Source data:

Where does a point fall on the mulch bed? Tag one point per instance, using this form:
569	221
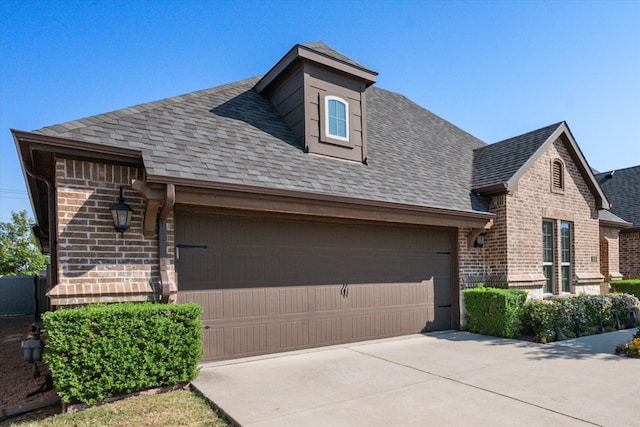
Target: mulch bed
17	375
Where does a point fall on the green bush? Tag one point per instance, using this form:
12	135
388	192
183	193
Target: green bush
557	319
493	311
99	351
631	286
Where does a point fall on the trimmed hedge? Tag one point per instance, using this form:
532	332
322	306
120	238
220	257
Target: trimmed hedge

...

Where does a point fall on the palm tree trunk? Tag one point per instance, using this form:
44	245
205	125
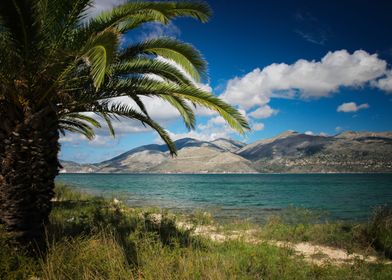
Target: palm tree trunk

...

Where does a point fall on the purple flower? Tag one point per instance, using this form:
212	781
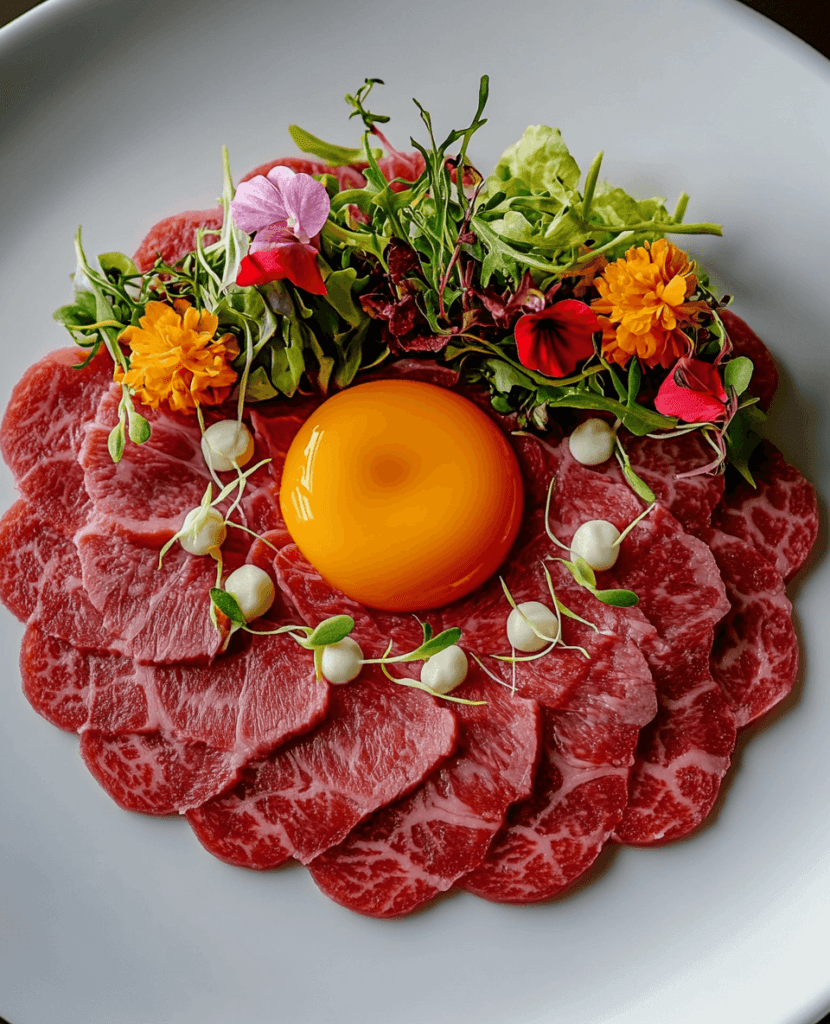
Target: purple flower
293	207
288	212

Exercise aim:
Each line in the records above with "does" must be returned.

Response:
Where does a point fall on the mulch bed? Tag one point per instance, using this form:
Where does a point fall on the green bush? Tag one point per instance, using this form:
Where does a point fall on the trimmed hedge? Tag one point per instance, using this form:
Where does a point fall on the palm tree trunk? Tag one point per instance, using this form:
Where does a point fall on the purple flower? Tag one point per instance, using this form:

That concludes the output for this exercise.